(Location identification items)
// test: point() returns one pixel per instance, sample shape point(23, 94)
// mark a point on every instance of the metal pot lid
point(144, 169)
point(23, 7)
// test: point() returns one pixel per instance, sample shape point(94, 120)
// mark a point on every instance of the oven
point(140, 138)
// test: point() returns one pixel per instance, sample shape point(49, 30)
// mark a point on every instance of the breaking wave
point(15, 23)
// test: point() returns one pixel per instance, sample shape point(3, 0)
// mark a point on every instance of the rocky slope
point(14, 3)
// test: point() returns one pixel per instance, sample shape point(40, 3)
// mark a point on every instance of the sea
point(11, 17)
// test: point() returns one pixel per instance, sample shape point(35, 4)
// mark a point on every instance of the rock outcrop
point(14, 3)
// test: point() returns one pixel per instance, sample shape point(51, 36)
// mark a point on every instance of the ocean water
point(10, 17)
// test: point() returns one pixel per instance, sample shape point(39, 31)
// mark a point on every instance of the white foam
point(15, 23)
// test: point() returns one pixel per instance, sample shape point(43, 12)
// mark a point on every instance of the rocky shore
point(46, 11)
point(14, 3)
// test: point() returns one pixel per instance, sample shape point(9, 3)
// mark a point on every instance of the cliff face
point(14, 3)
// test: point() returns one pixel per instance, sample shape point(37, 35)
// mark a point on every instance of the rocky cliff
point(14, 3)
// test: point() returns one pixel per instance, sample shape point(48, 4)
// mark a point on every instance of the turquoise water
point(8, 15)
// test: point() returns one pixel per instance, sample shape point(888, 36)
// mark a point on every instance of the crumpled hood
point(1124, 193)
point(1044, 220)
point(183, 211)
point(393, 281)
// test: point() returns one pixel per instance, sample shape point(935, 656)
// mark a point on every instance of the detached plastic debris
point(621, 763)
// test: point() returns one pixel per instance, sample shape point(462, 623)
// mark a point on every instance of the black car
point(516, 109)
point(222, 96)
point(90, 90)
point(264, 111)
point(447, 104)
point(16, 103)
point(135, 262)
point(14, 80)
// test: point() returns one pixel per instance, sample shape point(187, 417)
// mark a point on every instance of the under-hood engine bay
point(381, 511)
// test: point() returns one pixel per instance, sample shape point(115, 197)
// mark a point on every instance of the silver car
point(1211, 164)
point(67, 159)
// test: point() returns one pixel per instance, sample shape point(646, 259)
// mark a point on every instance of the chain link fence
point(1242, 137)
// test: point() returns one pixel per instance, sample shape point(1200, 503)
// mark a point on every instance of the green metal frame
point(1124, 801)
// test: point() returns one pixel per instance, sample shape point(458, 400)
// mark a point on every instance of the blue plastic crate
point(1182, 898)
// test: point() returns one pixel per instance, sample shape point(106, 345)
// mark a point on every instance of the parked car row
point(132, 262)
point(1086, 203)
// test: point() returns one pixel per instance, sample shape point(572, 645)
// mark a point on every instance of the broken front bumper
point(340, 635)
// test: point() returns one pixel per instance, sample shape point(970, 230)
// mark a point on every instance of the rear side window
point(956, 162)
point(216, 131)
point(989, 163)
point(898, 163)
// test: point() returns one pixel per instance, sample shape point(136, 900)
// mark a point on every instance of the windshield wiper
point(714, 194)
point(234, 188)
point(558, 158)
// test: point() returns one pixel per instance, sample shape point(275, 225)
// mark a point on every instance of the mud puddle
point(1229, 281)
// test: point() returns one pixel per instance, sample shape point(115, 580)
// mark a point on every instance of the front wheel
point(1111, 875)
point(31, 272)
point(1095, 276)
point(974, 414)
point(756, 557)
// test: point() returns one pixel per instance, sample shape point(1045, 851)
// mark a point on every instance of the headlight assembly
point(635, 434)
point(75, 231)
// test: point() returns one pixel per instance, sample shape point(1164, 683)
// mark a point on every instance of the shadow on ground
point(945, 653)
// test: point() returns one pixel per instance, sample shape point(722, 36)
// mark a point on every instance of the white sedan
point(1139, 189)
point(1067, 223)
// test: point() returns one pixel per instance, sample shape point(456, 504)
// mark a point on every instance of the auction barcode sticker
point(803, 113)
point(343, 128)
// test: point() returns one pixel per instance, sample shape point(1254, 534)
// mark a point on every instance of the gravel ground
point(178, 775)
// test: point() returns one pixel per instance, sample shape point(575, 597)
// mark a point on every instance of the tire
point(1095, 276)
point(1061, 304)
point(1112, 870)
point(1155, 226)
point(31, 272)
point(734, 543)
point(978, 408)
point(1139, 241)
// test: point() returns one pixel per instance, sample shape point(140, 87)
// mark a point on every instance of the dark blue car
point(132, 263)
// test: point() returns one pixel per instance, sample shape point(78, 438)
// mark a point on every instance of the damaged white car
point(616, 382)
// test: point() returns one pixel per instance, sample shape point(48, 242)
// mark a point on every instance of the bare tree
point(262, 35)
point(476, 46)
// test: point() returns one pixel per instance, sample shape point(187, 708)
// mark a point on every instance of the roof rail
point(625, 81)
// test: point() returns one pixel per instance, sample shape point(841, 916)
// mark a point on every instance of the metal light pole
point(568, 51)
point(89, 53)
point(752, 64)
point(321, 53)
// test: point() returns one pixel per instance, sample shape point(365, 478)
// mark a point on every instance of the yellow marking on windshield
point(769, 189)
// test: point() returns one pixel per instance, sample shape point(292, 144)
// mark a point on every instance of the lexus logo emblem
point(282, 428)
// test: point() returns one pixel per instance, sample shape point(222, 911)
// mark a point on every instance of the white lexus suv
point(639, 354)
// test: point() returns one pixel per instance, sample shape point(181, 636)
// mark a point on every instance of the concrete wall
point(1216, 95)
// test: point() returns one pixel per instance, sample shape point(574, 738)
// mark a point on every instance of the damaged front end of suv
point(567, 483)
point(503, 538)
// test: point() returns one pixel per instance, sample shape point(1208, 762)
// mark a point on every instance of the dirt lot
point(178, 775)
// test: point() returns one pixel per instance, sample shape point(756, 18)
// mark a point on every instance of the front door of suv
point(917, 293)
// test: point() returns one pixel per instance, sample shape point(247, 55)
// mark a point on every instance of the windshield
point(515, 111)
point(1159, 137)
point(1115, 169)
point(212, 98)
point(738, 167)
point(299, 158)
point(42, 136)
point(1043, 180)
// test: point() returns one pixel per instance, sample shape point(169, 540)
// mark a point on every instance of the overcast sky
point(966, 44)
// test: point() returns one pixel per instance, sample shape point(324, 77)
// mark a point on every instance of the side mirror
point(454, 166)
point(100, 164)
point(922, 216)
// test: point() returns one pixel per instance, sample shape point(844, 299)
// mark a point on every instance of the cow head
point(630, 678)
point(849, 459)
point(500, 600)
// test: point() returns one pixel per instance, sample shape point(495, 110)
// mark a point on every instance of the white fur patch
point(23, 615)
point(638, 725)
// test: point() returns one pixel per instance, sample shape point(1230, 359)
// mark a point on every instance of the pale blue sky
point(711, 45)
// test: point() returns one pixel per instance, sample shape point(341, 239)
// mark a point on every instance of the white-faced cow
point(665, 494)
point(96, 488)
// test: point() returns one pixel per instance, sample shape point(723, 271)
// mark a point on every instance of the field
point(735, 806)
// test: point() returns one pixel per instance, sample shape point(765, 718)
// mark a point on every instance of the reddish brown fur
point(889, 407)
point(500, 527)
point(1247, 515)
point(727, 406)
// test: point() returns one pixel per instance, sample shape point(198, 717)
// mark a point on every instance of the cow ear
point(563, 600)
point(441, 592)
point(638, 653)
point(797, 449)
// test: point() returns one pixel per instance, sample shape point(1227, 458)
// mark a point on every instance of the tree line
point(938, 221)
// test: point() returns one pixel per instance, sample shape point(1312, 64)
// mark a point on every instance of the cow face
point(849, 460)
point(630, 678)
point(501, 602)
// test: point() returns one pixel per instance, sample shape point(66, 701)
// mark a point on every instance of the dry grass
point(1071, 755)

_Requirements:_
Repeat all of the rows above, replacing "mark a point" with "place a dot" and leaving everything else unchanged.

_Answer to this exercise:_
// test: point() returns one pixel per instance, sample shape point(23, 94)
// place a dot on every instance of the metal pot lid
point(144, 169)
point(23, 7)
// test: point() returns one pixel per instance, sample shape point(94, 120)
// place a dot on every instance of the oven
point(140, 138)
// test: point() returns one pixel per instance, sample shape point(49, 30)
// place a dot on every instance of the breaking wave
point(15, 23)
// test: point() returns one pixel per instance, sample shape point(3, 0)
// place a dot on every instance of the rocky slope
point(14, 3)
// test: point() returns one pixel per instance, sample shape point(40, 3)
// place a dot on every instance of the sea
point(11, 17)
// test: point() returns one pixel per instance, sample shape point(35, 4)
// place a dot on every instance of the rock outcrop
point(14, 3)
// test: point() returns one pixel per instance, sample shape point(51, 36)
// place a dot on every instance of the ocean water
point(10, 17)
// test: point() returns one pixel per instance, sample shape point(39, 31)
// place a dot on every instance of the white foam
point(15, 23)
// test: point() returns one pixel per instance, sample shape point(43, 12)
// place a dot on every instance of the rocky shore
point(46, 11)
point(14, 3)
// test: point() returns one pixel per instance, sample shape point(9, 3)
// place a dot on every instance of the cliff face
point(14, 3)
// test: point() returns one pixel per instance, sample shape point(37, 35)
// place a dot on every instance of the rocky cliff
point(14, 3)
// test: point() returns one pixel per instance, sample shape point(48, 4)
// place a dot on every instance of the turquoise water
point(8, 15)
// test: point() returns one pixel per instance, sample shape point(888, 36)
// place a dot on every instance of the crumpled hood
point(1124, 193)
point(1044, 220)
point(183, 211)
point(393, 281)
// test: point() returns one pixel per instance, sample shape point(935, 656)
// place a dot on every instance of the detached plastic debris
point(621, 763)
// test: point() returns one pixel per instance, sample shape point(462, 623)
// place a dot on every instance of the black car
point(516, 109)
point(222, 96)
point(90, 90)
point(264, 111)
point(447, 104)
point(16, 103)
point(135, 262)
point(14, 80)
// test: point() returns one pixel per instance, sample shape point(187, 417)
// place a dot on every instance of the under-hood engine bay
point(381, 511)
// test: point() returns one pixel per instance, sample shape point(115, 197)
// place a dot on every instance of the silver car
point(1211, 164)
point(67, 159)
// test: point() returns one pixel per instance, sample shape point(646, 259)
// place a dot on every instance of the chain link fence
point(1242, 137)
// test: point() returns one pixel per instance, sample shape point(1200, 503)
// place a dot on every instance of the green metal frame
point(1124, 801)
// test: point() returns one pixel per instance, sample shape point(458, 400)
// place a dot on every instance of the blue plastic crate
point(1182, 898)
// test: point() returns one pixel per instance, sample shape point(106, 345)
// place a dot on every instance of the parked car row
point(132, 262)
point(1086, 203)
// test: point() returns one pixel per instance, sample shape point(572, 645)
// place a dot on every instance of the broken front bumper
point(340, 635)
// test: point() returns one pixel per instance, sample shape point(970, 230)
// place a dot on every instance of the rear side window
point(956, 162)
point(216, 131)
point(989, 163)
point(898, 163)
// test: point() returns one pixel per instance, sample shape point(136, 900)
// place a dot on every instance of the windshield wiper
point(714, 194)
point(234, 188)
point(558, 158)
// test: point() returns one pixel per instance, sample shape point(275, 225)
// place a dot on every instance of the mud puddle
point(1229, 281)
// test: point() returns one pixel per instance, sample shape point(115, 580)
// place a dot on every instance of the front wheel
point(1111, 875)
point(31, 272)
point(1095, 276)
point(974, 414)
point(756, 557)
// test: point() returns one pixel per instance, sample shape point(1045, 851)
// place a dot on every instance of the headlight assembly
point(635, 434)
point(75, 231)
// test: point() returns one pixel per instance, sample shape point(1164, 683)
// place a dot on every instance of the shadow on ground
point(945, 653)
// test: point() returns one pixel per instance, sample shape point(722, 36)
// place a dot on every instance of the white sedan
point(1139, 189)
point(1067, 223)
// test: point() returns one pixel per instance, sample shape point(456, 504)
// place a dot on every instance of the auction barcode sticker
point(803, 113)
point(343, 128)
// test: point() returns one pixel per instance, sample shape point(1254, 534)
// place a dot on every instance of the gravel ground
point(178, 775)
// test: point() returns one pixel per instance, sample shape point(575, 597)
// place a dot on every instance of the tire
point(1095, 276)
point(1061, 304)
point(1112, 870)
point(1155, 226)
point(31, 272)
point(734, 543)
point(978, 408)
point(1139, 241)
// test: point() returns one pixel per instance, sample shape point(140, 87)
// place a dot on every instance of the dark blue car
point(132, 263)
// test: point() returns one pixel per instance, sample shape point(78, 438)
// place a dot on every instance of the damaged white car
point(616, 382)
// test: point() returns one pixel per instance, sample shape point(48, 242)
// place a dot on every instance of the bare tree
point(262, 35)
point(476, 46)
// test: point() returns one pixel per instance, sample shape point(187, 708)
// place a dot on every instance of the roof rail
point(625, 81)
// test: point() returns one pixel per instance, sample shape point(841, 916)
// place a dot on every instance of the metal light pole
point(568, 51)
point(89, 53)
point(752, 64)
point(321, 53)
// test: point() returns one pixel per instance, sample shape point(365, 478)
// place a dot on every instance of the yellow marking on windshield
point(769, 189)
// test: point() returns one pixel per instance, sample shape point(292, 144)
// place a dot on every instance of the lexus logo emblem
point(282, 428)
// test: point() returns one pixel per instance, sample shape point(222, 911)
// place a dot on every instance of the white lexus suv
point(639, 354)
// test: point() returns one pixel per instance, sample shape point(181, 636)
// place a dot on every instance of the concrete wall
point(1216, 95)
// test: point() returns one pixel per instance, sample shape point(574, 738)
// place a dot on every instance of the damaged front end of suv
point(567, 483)
point(503, 538)
// test: point() returns one pixel per instance, sample shape point(1208, 762)
// place a dot on every instance of the dirt lot
point(178, 775)
// test: point() returns one pixel per instance, sample shape point(756, 18)
// place a dot on every instance of the front door of suv
point(917, 293)
// test: point() returns one pixel per instance, sample shape point(247, 55)
// place a dot on every instance of the windshield
point(515, 111)
point(1159, 137)
point(1115, 169)
point(212, 98)
point(738, 167)
point(299, 158)
point(42, 136)
point(1043, 180)
// test: point() returns one pixel per instance, sample shape point(169, 540)
// place a dot on every instance of the overcast sky
point(966, 44)
// test: point() returns one pixel per instance, sample shape point(324, 77)
// place a dot on every instance of the side mirror
point(454, 166)
point(100, 164)
point(922, 216)
// test: point() returns one pixel per instance, sample shape point(844, 299)
// place a dot on every instance of the cow head
point(630, 678)
point(849, 459)
point(500, 600)
// test: point() returns one pixel per instance, sample shape point(495, 110)
// place a dot on every instance of the white fur patch
point(23, 615)
point(638, 725)
// test: point() returns one pixel per instance, sample shape point(1230, 359)
// place a dot on every instance of the pale blue sky
point(711, 45)
// test: point() returns one pixel per instance, sample shape point(341, 239)
// place a dot on every instance of the white-faced cow
point(665, 494)
point(96, 488)
// test: point() returns one pixel per instance, sample shape point(723, 271)
// place a dot on every instance of the field
point(735, 806)
// test: point() returns one pixel per instance, sample shape point(765, 718)
// place a dot on every instance of the reddish brown fur
point(889, 407)
point(500, 527)
point(1247, 515)
point(727, 406)
// test: point() returns one pixel per instance, sample shape point(198, 717)
// place a dot on every instance of the cow ear
point(563, 600)
point(441, 592)
point(638, 653)
point(797, 449)
// test: point() returns one pixel per instance, sample shape point(1227, 458)
// place a dot on every instance of the tree line
point(938, 221)
// test: point() returns one pixel per instance, sample shape point(1312, 64)
// place a dot on every instance of the cow face
point(849, 460)
point(630, 678)
point(501, 602)
// test: point() returns one pixel per instance, sample shape point(66, 701)
// place a dot on every instance of the dry grass
point(1071, 755)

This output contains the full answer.